• _DATA LINES_
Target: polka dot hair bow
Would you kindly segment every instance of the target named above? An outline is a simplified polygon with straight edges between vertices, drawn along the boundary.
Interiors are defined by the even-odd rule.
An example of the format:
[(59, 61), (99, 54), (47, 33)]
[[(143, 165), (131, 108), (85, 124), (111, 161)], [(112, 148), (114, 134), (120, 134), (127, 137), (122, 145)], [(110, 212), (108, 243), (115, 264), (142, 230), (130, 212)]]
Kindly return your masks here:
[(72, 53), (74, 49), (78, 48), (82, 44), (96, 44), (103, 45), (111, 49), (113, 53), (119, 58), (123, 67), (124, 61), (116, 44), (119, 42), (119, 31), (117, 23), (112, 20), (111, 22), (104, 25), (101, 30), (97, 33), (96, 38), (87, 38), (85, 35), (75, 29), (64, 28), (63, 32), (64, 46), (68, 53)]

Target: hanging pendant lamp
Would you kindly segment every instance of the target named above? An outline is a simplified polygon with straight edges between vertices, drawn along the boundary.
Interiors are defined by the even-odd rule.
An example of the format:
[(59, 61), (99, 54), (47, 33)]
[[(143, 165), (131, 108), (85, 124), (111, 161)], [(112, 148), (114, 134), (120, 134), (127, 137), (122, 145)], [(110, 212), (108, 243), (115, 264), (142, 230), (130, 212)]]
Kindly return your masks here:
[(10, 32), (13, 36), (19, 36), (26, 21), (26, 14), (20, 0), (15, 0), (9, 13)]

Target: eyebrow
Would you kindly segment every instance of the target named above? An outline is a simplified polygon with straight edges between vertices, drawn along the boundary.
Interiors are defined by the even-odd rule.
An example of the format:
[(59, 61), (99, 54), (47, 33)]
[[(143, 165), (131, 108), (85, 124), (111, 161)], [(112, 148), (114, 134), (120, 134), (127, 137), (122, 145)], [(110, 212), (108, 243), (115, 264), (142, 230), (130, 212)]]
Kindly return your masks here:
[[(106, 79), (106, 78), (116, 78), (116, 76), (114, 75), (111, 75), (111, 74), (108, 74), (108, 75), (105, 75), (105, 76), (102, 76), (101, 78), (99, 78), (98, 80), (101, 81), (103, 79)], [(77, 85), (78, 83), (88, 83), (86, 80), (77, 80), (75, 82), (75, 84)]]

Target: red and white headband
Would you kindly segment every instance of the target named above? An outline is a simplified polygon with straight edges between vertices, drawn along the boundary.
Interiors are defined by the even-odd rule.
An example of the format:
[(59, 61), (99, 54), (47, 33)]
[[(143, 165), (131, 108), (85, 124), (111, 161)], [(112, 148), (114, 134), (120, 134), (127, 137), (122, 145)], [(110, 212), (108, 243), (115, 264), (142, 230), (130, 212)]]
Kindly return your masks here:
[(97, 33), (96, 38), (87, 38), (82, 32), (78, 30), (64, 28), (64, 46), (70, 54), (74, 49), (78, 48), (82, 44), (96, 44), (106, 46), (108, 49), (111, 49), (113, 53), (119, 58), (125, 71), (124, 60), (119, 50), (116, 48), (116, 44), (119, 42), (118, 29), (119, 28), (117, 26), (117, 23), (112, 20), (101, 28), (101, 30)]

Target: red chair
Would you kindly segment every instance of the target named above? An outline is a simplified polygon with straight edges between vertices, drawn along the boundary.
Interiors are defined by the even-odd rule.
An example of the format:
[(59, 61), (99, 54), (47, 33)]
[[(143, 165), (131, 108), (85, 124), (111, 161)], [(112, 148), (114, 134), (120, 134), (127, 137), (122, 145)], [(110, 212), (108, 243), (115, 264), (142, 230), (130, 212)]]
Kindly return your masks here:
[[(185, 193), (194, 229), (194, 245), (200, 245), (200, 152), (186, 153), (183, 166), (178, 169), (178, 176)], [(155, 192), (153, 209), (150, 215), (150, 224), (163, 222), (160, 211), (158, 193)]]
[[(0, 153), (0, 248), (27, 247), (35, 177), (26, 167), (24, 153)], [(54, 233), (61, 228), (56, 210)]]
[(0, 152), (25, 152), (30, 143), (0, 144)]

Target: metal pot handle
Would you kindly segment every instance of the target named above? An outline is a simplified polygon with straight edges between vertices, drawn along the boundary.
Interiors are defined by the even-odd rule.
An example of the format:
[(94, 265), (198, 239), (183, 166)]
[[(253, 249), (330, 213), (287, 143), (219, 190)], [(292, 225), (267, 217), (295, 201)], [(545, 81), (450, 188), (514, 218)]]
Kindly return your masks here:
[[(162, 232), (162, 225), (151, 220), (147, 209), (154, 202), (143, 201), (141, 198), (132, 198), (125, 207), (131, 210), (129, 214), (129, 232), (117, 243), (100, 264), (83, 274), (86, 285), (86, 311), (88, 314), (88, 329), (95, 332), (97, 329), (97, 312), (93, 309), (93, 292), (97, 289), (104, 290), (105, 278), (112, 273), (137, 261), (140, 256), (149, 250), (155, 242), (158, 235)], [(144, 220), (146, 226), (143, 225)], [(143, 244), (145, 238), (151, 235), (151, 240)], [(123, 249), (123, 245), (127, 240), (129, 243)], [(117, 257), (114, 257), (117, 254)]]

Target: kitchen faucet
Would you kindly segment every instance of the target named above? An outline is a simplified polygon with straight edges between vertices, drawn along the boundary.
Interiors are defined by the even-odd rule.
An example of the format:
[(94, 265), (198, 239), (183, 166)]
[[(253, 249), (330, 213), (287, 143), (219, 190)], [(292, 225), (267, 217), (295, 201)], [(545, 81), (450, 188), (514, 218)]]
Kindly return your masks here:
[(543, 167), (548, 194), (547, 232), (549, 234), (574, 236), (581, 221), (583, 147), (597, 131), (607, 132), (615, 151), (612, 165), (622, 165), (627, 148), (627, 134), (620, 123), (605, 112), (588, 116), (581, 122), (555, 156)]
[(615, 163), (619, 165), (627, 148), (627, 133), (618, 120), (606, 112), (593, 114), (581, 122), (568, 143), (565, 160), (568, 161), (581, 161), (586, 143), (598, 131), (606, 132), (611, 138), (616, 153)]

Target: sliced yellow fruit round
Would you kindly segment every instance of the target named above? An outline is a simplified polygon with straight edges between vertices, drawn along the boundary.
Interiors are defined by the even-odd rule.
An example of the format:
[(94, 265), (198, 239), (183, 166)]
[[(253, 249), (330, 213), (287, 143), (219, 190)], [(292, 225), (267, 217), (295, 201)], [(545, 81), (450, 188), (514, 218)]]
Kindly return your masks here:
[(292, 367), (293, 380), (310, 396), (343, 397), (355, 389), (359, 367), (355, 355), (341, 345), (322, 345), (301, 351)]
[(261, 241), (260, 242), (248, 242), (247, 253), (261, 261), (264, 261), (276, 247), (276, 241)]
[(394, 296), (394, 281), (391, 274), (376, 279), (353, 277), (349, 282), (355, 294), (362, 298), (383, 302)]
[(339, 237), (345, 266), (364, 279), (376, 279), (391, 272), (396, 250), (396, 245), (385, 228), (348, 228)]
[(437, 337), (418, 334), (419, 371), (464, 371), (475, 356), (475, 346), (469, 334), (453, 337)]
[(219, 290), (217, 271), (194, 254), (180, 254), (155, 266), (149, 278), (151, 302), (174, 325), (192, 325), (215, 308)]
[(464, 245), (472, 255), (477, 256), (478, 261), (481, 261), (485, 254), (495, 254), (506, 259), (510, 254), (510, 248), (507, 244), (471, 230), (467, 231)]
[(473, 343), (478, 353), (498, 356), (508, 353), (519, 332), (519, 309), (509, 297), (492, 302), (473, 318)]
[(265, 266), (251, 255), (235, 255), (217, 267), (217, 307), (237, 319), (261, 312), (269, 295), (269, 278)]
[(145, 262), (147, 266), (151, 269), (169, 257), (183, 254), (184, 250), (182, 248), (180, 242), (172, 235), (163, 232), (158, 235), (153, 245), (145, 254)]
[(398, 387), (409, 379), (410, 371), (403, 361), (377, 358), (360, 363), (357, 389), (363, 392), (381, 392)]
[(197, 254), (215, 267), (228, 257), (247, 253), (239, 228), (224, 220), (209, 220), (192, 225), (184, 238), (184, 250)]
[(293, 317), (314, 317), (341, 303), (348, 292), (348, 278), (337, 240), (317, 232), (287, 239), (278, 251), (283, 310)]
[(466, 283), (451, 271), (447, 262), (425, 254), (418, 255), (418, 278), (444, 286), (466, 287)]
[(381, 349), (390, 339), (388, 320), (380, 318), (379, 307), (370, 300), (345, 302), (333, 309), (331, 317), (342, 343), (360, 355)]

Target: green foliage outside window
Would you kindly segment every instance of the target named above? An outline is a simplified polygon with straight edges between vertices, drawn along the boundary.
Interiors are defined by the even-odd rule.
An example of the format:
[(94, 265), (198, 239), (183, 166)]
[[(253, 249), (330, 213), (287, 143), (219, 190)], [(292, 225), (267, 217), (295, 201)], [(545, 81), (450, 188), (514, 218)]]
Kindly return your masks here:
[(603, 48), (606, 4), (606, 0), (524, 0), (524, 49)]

• _BRIEF_
Update the rows starting with the line containing "Target: red and white headband" and going on through the line containing "[(0, 152), (25, 152), (30, 143), (0, 144)]", replacing "simplified polygon" with "closed polygon" and leaving everything else unchanged.

• _RESPONSE TO THE TASK_
Target: red and white headband
Would you kindly segment every instance of the target named above? An outline is a closed polygon with straight edges between vertices, drawn along the boundary.
Interiors are defined by the even-odd rule.
An example of the format:
[(59, 61), (99, 54), (47, 33)]
[[(143, 165), (131, 108), (85, 124), (111, 161)], [(112, 148), (114, 134), (120, 134), (127, 137), (122, 145)], [(110, 212), (108, 243), (115, 264), (142, 230), (130, 212)]]
Kindly return your masks here:
[(97, 33), (96, 38), (87, 38), (82, 32), (78, 30), (64, 28), (64, 46), (70, 54), (74, 49), (78, 48), (82, 44), (96, 44), (106, 46), (108, 49), (111, 49), (113, 53), (119, 58), (125, 71), (124, 60), (119, 50), (116, 48), (116, 44), (119, 42), (118, 29), (119, 28), (117, 26), (117, 23), (112, 20), (101, 28), (101, 30)]

Target: red chair
Would you kindly segment every instance of the target named above? An outline is a closed polygon with straight edges between vertices, drawn along the boundary.
Interiors are defined by the even-odd rule.
An example of the format:
[(59, 61), (99, 54), (47, 33)]
[[(143, 165), (131, 108), (85, 124), (111, 161)], [(112, 148), (114, 134), (120, 134), (127, 137), (122, 145)], [(110, 212), (108, 243), (115, 264), (142, 230), (130, 212)]]
Kindly return your masks here:
[[(185, 193), (194, 229), (194, 245), (200, 245), (200, 152), (186, 153), (183, 166), (178, 169), (178, 176)], [(155, 192), (153, 209), (150, 215), (150, 224), (163, 222), (160, 211), (158, 193)]]
[[(0, 153), (0, 248), (27, 247), (35, 177), (26, 167), (24, 153)], [(54, 233), (61, 228), (56, 210)]]
[(0, 152), (25, 152), (30, 143), (0, 144)]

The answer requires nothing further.